- EXTRACT PROVIDED -
━━━━━━━━━━━━━━━━

Carr was featured in Page One: Inside the New York Times, and there are few people as intrigued or as intriguing when discussing the intersection of technology and journalism.

In the long-ago era when Internet access could be derailed by a housemate dialing a non-cellular telephone, people were bound to major media: the morning paper, the six o'clock news.

"I'm deeply concerned about the evaporation of the village common, and that people will assemble over time into verticals of interest," Carr says.

Now, with what Carr calls, "the filter bubble," stories with a particular slant seek likeminded readers, rather than readers being forced to adapt their opinions to what they read.

"People only know what they know and they go out on the web and they can find exactly everything that agrees with what they said. I end up talking with some of those people on email and I'm horrified by their lack of open-mindedness. I try not to think about it very much because I find it very depressing," he says. "I have my laptop open right now and if I wanted to prove that the U.S. loaded explosives in the front of the aircrafts that crashed into the World Trade Centers I could prove it in a heartbeat."

━━━━━━━━━━━━━━━━

- EXCERPTED DATA -
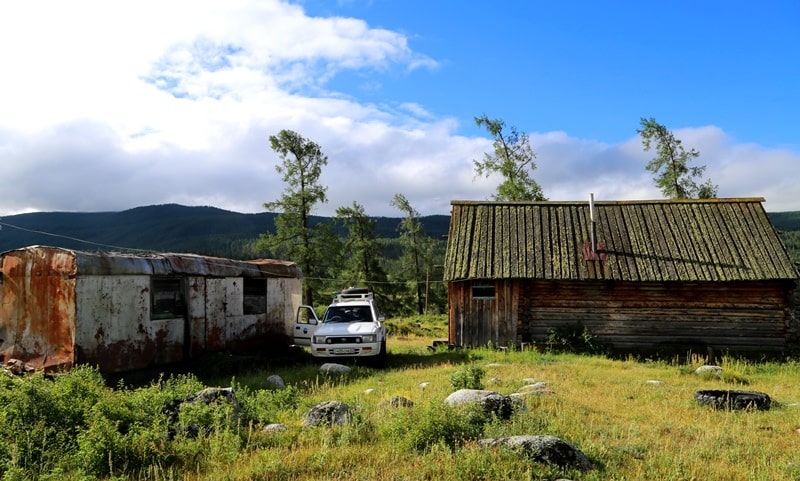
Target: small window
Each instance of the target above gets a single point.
(167, 299)
(255, 296)
(483, 292)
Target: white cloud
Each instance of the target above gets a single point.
(113, 105)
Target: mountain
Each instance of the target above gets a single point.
(164, 228)
(212, 231)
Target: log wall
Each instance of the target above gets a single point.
(631, 317)
(653, 317)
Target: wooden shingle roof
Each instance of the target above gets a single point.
(659, 240)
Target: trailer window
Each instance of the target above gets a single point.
(483, 292)
(255, 296)
(167, 299)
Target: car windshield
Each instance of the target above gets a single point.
(348, 314)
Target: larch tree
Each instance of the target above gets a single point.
(673, 174)
(512, 158)
(295, 238)
(417, 248)
(362, 264)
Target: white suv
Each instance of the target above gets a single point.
(351, 327)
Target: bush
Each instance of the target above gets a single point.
(447, 425)
(574, 338)
(42, 417)
(469, 378)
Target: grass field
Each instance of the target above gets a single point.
(629, 426)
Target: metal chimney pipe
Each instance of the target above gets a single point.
(593, 229)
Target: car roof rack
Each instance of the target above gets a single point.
(354, 294)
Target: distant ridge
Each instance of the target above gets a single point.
(163, 228)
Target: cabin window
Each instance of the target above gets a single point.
(167, 298)
(483, 292)
(255, 296)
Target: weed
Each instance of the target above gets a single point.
(574, 338)
(468, 378)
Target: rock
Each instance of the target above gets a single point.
(276, 382)
(544, 449)
(537, 386)
(274, 428)
(17, 367)
(733, 399)
(333, 368)
(206, 396)
(329, 413)
(215, 394)
(709, 371)
(493, 403)
(398, 402)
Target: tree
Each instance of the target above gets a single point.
(362, 264)
(295, 238)
(417, 248)
(513, 158)
(673, 175)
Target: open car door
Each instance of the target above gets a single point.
(305, 325)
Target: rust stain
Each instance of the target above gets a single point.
(45, 325)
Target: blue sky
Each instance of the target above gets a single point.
(593, 69)
(113, 105)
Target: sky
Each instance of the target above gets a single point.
(107, 106)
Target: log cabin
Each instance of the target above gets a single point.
(643, 277)
(123, 312)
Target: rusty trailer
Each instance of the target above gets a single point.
(121, 312)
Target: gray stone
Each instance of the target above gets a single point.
(543, 449)
(493, 403)
(333, 368)
(537, 386)
(709, 371)
(274, 428)
(329, 413)
(398, 402)
(276, 382)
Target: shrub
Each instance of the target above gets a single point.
(469, 378)
(447, 425)
(41, 419)
(575, 338)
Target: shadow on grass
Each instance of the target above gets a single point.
(293, 363)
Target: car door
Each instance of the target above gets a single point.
(305, 325)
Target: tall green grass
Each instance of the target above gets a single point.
(74, 426)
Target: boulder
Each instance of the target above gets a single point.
(276, 382)
(329, 413)
(709, 371)
(274, 428)
(493, 403)
(543, 449)
(333, 368)
(398, 402)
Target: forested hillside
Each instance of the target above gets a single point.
(212, 231)
(165, 228)
(788, 226)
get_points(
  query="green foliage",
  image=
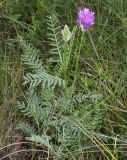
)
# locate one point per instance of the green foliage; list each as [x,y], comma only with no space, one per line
[39,74]
[61,104]
[59,113]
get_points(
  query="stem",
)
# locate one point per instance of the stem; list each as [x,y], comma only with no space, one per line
[92,42]
[77,61]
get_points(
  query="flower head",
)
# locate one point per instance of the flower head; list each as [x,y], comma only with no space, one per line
[85,18]
[67,34]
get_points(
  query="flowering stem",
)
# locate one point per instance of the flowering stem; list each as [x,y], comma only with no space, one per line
[77,61]
[93,44]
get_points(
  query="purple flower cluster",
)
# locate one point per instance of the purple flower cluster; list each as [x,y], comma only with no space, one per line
[85,18]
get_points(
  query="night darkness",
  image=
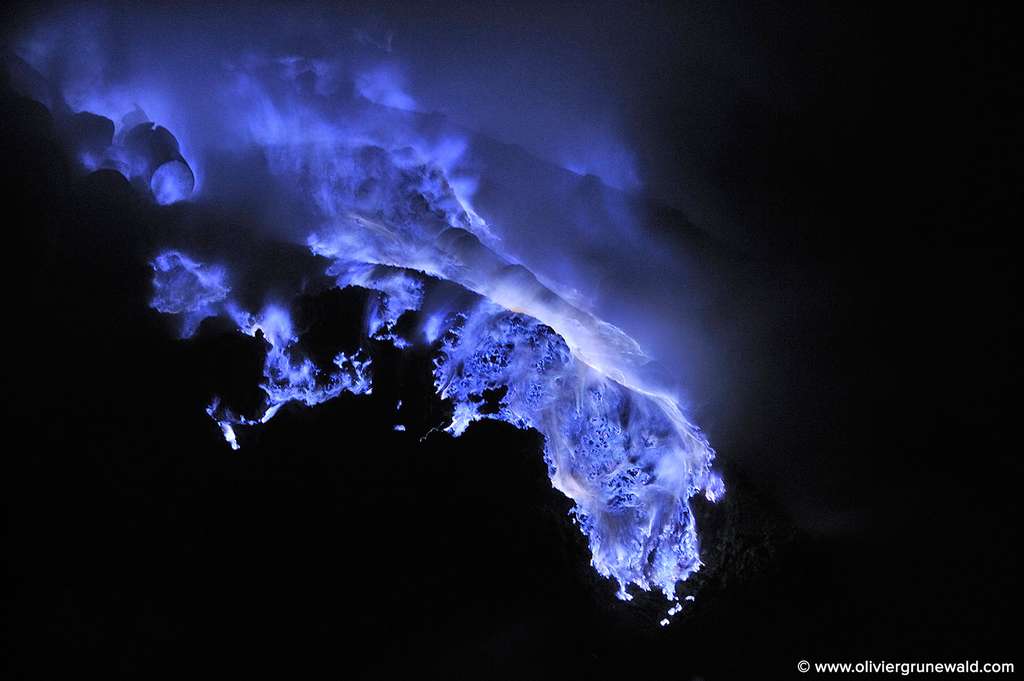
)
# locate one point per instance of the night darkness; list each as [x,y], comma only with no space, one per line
[800,211]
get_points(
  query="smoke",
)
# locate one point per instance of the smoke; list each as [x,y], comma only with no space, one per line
[506,277]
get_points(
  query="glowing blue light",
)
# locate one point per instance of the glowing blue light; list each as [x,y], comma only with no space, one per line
[182,286]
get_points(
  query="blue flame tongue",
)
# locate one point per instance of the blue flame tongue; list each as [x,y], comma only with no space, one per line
[628,458]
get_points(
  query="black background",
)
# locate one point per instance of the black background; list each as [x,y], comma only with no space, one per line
[138,545]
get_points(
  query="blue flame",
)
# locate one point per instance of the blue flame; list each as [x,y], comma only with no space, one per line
[387,207]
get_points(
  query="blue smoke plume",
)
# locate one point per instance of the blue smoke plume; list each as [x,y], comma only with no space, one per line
[331,151]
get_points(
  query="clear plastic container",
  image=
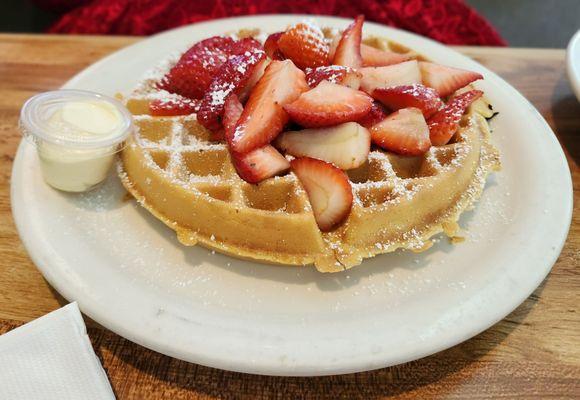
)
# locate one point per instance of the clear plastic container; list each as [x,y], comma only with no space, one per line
[77,134]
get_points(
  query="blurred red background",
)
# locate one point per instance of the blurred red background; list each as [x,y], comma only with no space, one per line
[448,21]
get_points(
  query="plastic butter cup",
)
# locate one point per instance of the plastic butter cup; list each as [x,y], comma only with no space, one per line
[77,134]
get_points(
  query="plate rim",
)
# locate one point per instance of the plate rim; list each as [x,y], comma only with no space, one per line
[573,64]
[89,309]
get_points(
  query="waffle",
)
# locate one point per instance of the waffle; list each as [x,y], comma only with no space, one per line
[188,181]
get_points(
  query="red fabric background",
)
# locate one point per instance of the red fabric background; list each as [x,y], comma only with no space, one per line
[448,21]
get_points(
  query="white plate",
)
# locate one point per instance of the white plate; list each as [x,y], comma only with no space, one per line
[573,63]
[128,272]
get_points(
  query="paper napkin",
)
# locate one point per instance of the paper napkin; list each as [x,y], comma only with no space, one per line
[52,358]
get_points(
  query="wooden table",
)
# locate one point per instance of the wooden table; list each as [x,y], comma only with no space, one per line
[533,353]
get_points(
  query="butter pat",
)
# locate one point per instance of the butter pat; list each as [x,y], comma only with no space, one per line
[77,134]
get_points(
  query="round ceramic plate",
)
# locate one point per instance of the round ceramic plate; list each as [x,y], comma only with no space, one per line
[128,272]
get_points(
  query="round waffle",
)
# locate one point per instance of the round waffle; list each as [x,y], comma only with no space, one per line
[188,181]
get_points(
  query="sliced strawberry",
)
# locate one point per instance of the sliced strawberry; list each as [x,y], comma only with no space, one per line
[256,75]
[348,50]
[329,104]
[328,190]
[173,107]
[271,46]
[403,132]
[245,44]
[374,116]
[304,44]
[338,74]
[192,74]
[346,145]
[444,79]
[405,73]
[264,116]
[444,124]
[396,97]
[233,75]
[258,164]
[372,57]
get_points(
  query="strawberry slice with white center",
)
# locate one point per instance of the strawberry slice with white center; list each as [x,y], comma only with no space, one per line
[271,46]
[304,44]
[338,74]
[418,96]
[172,107]
[264,116]
[374,116]
[328,190]
[445,123]
[258,164]
[405,73]
[372,57]
[348,52]
[346,145]
[329,104]
[232,77]
[403,132]
[444,79]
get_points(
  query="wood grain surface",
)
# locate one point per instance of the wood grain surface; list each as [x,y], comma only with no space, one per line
[534,353]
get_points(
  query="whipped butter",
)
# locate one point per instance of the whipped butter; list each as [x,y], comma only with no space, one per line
[77,134]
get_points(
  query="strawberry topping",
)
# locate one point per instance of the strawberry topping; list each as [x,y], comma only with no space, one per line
[329,104]
[304,44]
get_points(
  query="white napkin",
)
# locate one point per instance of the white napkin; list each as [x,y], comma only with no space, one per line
[52,358]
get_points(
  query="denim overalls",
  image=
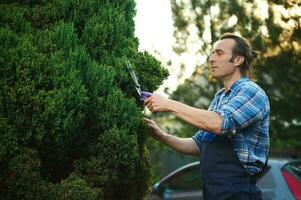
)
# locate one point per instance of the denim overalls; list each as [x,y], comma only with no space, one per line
[222,173]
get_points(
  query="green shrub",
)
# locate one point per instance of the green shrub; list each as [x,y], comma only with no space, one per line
[70,125]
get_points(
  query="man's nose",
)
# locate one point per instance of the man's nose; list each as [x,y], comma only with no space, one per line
[211,58]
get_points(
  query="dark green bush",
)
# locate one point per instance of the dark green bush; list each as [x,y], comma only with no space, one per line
[70,125]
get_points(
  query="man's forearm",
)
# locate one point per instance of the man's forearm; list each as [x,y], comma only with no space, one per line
[202,119]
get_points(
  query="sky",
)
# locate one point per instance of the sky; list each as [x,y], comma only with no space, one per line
[154,30]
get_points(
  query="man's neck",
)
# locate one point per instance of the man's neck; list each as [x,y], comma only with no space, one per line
[228,82]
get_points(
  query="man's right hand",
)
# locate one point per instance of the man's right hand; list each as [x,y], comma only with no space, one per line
[155,131]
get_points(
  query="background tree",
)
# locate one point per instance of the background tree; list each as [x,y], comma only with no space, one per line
[70,127]
[274,28]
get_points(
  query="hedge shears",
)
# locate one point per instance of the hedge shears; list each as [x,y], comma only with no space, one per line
[142,94]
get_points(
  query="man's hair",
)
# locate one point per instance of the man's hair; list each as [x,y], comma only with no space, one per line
[242,48]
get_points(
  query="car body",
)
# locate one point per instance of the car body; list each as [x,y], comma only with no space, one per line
[280,180]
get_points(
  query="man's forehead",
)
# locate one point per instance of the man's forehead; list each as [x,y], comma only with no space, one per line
[224,44]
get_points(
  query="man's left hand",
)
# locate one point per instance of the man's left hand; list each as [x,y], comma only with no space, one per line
[157,103]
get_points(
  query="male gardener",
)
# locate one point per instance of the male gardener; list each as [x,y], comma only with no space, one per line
[233,136]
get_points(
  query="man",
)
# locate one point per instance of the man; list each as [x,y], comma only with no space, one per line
[233,138]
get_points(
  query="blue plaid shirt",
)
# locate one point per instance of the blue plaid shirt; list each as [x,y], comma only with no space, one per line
[245,111]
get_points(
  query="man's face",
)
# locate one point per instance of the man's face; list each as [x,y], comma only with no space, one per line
[220,58]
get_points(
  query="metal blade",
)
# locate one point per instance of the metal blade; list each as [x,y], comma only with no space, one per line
[134,78]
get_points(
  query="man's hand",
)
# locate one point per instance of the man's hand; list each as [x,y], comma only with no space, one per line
[157,103]
[155,131]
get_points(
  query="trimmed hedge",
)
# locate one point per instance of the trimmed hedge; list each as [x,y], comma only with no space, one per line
[70,127]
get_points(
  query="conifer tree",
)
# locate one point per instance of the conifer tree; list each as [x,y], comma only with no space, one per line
[70,125]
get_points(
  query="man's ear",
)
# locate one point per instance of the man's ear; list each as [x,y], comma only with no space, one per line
[238,60]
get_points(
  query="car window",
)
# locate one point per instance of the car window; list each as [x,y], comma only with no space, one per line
[294,168]
[185,180]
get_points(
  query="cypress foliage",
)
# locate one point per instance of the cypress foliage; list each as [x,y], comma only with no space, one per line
[70,127]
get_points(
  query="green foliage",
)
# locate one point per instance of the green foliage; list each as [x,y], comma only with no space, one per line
[276,36]
[70,123]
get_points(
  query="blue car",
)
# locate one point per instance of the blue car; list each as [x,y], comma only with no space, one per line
[280,180]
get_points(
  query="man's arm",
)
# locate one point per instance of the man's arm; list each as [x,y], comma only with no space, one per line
[182,145]
[205,120]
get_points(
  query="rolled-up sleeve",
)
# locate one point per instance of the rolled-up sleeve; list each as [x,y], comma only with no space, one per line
[198,138]
[244,109]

━━━━━━━━━━━━━━━━

- WHAT TO WORK ON -
Please write out the Carr text from "Now, with what" to "what they read.", word for word.

- PROBLEM SOLUTION -
Now, with what Carr calls, "the filter bubble," stories with a particular slant seek likeminded readers, rather than readers being forced to adapt their opinions to what they read.